[[ RECORDS TO PROCESS, beginning ]]

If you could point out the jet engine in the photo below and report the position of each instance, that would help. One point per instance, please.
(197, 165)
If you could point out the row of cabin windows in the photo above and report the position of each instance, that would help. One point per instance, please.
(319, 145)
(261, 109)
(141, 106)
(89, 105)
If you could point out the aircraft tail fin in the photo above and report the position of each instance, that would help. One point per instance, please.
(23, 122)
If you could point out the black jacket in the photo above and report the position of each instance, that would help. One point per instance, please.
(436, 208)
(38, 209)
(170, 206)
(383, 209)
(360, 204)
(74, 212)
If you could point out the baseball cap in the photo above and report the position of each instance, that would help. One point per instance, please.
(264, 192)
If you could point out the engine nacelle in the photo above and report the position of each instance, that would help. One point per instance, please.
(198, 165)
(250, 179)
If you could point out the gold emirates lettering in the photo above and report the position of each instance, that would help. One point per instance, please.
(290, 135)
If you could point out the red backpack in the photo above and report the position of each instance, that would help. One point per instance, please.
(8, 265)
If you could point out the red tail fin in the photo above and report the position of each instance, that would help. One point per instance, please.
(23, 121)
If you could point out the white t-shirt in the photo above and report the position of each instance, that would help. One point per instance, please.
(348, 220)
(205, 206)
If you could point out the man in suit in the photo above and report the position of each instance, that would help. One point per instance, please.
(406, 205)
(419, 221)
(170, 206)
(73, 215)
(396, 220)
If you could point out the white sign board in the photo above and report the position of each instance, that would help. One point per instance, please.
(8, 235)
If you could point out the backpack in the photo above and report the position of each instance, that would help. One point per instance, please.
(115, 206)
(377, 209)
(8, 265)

[[ RECORDS TO PROCESS, end ]]

§ **TASK PROMPT**
Every line above has to be restated word for word.

§ **TASK SOLUTION**
If you could point out the jet engine in the photo below and report the position of each instance, that would help. One point per instance, please.
(197, 165)
If you could point out the row of cabin windows in the photo above and report the position of each instance, that would help. One point per instance, please.
(319, 145)
(261, 109)
(141, 106)
(89, 105)
If you could point out the aircraft tail fin in the photo above and report the position of each instance, that would help. One point per instance, please.
(23, 122)
If you could point out the black jacket in the photo above and report the position of each instance, that would help. One point per instance, please.
(436, 208)
(38, 209)
(170, 206)
(383, 209)
(360, 204)
(74, 212)
If you could point out the baseball cap in the photo above and report the position of each instance, that would help. One point per instance, please.
(264, 192)
If you could point out the engine nacelle in the photo above and report the position of each instance, that would help. One point per instance, please.
(198, 165)
(250, 179)
If you could point out the gold emirates lettering in the photo above and report the position of each instance, that would help. One point per instance, please.
(290, 135)
If you could point out the red backpack in the photo above and report the position of each instance, that would help. One point per instance, please.
(8, 265)
If you could point out the red tail fin in the photo above and report the position of each instance, that would help. One point per instance, please.
(23, 121)
If you could point out the white t-shirt in the photo above and report the position of each instance, that would help. One point per instance, please.
(348, 220)
(205, 206)
If you could point out the man in suit in the photo above and report the position of each instance, that would help. One point per instance, please.
(406, 205)
(419, 221)
(170, 206)
(73, 215)
(396, 220)
If you could point out the white sign board in the photo above and report the position of each instance, that would help. One point per instance, please.
(8, 235)
If you could point out the backpack in the photo above and report the position of each instance, that would help. One point per instance, please.
(115, 206)
(377, 209)
(8, 265)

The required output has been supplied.